> The request
Reproduce verbatim the lines below, starting with the line that contains "drop a dot on the player's outstretched" and continuing through the last line.

> Input material
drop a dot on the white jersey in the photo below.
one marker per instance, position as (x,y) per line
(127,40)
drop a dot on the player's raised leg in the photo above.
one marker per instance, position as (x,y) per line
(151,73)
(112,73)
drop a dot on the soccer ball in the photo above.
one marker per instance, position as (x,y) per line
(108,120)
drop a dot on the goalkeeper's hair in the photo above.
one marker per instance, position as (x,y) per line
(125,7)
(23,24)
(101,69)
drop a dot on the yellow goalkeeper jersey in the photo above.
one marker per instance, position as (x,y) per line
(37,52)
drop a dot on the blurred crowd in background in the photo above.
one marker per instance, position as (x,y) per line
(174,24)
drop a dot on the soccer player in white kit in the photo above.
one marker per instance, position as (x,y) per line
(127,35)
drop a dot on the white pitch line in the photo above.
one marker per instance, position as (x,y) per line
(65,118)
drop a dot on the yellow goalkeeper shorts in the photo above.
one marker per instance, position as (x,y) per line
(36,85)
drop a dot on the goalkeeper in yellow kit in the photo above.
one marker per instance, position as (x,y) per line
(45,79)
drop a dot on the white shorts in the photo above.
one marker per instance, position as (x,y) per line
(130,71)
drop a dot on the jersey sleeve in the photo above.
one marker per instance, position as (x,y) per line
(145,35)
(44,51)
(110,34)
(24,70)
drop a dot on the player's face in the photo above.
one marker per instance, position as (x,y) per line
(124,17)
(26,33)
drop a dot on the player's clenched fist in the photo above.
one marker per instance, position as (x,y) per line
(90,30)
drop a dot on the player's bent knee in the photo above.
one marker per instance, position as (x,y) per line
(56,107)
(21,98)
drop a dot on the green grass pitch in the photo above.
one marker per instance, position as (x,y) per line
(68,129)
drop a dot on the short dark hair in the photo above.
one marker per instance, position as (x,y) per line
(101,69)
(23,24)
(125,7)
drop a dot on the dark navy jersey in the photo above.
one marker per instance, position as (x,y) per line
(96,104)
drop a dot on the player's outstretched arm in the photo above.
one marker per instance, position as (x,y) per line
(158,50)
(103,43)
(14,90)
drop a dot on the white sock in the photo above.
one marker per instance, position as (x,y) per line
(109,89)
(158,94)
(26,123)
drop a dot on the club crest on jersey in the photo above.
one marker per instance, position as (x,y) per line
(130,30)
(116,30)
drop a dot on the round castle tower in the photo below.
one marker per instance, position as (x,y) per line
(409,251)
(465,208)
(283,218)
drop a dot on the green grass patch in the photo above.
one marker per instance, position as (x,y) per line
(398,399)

> Full output
drop a dot on the player's outstretched arm in the photo above.
one marker per instance, position as (x,y) per line
(158,50)
(103,43)
(14,90)
drop a dot on the white sock in the photo above.
one marker per instance, position as (x,y) per line
(109,89)
(158,94)
(26,123)
drop a dot on the club crest on jersey in the photo above.
one marker per instance, position as (x,y) per line
(130,30)
(116,30)
drop a dot on the round castle tower in the photo below.
one marker per instance, position as (x,y) per line
(409,251)
(465,208)
(283,218)
drop a dot on the green grass patch in the photo above.
one marker per instance, position as (x,y) per line
(398,399)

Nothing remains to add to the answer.